Is it a good company at a reasonable price? In a lot of ways, I still like this company. It is cheap. I do wonder if it is cheap enough for all the possible problems that the government might still come up with. You also cannot just put their cheapness down to the current bear market. I am not buying at present. Part of the reasons is the uncertainty of whether their troubles are over and part is that I never buy stocks with a dividend less than 1.00%.

But make no mistake, they do have their problems. They were having troubles going back quite a number of years. As I recall, the company fired Riadh Ben Aissa back in 2012. There was an article in March 2015 in the National Post on the problems at that time. As a shareholder, you think at different times that their legal problems are finished and then the government starts more actions. You have to wonder if there is ever going to be an end.

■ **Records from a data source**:
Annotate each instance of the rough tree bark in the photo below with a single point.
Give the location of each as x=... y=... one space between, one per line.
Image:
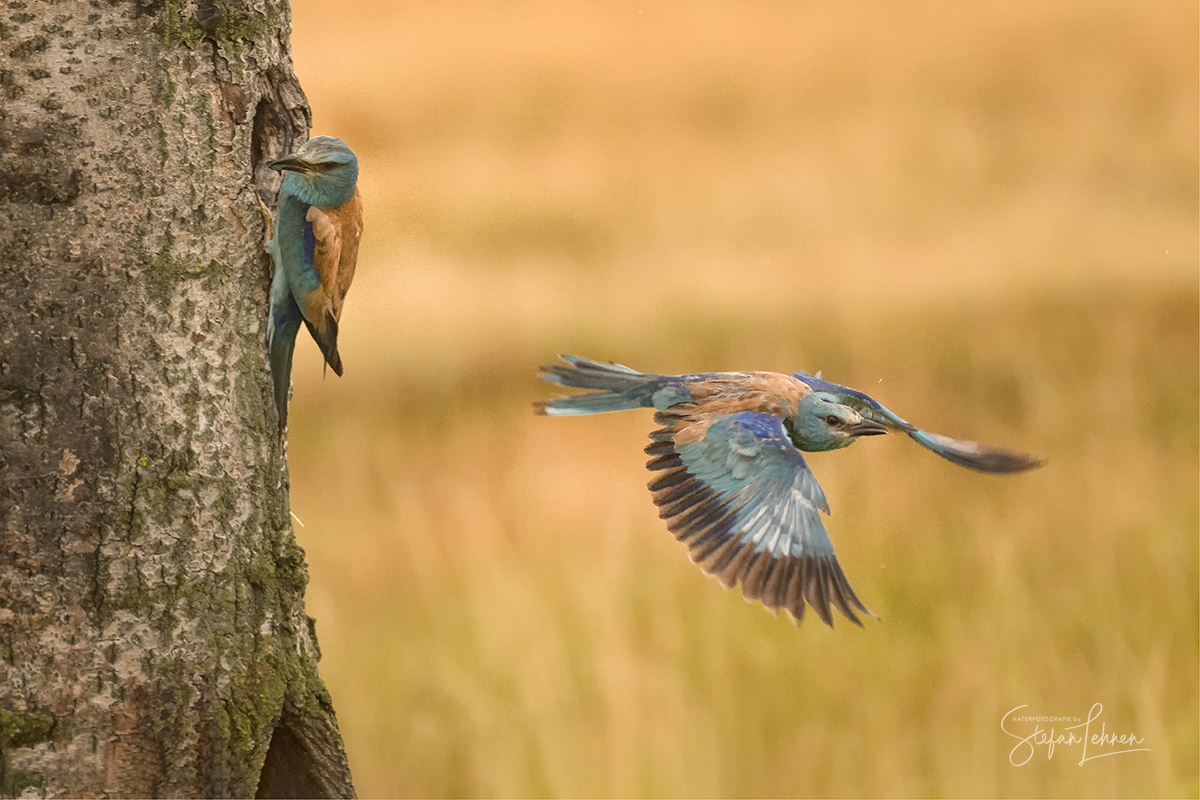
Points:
x=153 y=633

■ **Task requirements**:
a: In the stock commentary, what is the lowest dividend the writer will accept when buying a stock?
b: Write out the stretch of the stock commentary from "Is it a good" through "less than 1.00%.".
c: Go on with the stock commentary from where it stops.
These records have no connection to the text.

■ **Responses by task**:
a: 1.00%

b:
Is it a good company at a reasonable price? In a lot of ways, I still like this company. It is cheap. I do wonder if it is cheap enough for all the possible problems that the government might still come up with. You also cannot just put their cheapness down to the current bear market. I am not buying at present. Part of the reasons is the uncertainty of whether their troubles are over and part is that I never buy stocks with a dividend less than 1.00%.

c:
When I look at analysts’ recommendations, I find Strong Buy (5), Buy (6) and Hold (2). The consensus would be Strong Buy. The 12 month stock price consensus is $35.96. This implies a total return of $58.07% with 57.72% from capital gains and 0.33% from dividends.

See what analysts are saying on Stock Chase. A number do not like this company. Aditya Raghunath on Motley Fool says to stay away from this stock. Summary on Simply Wall Street is good for the Risk Analysis section. A writer on Simply Wall Street talks about ownership of stocks in his company. Christopher Reynolds on Global News talks about the dividend cut and why.

SNC-Lavalin Group Inc is a fully integrated professional services and project management firm that offers a wide range of services, including financing, consulting, engineering and construction, procurement, and operations and maintenance. Its web site is here SNC-Lavalin Group Inc.

The last stock I wrote about was about was Barclays PLC ADR (LSE-BARC, NYSE-BCS) ... learn more. The next stock I will write about will be Fortis Inc (TSX-FTS, OTC-FRTSF) ... learn more on Friday, April 24, 2020 around 5 pm. Tomorrow on my other blog I will write about Surviving Bear Markets .... learn more on Thursday, April 23, 2020 around 5 pm.

Also, on my book blog I have put a review of the book The Myth of Capitalism: Monopolies and the Death of Competition by Jonathan Tepper with Denise Hearn learn more...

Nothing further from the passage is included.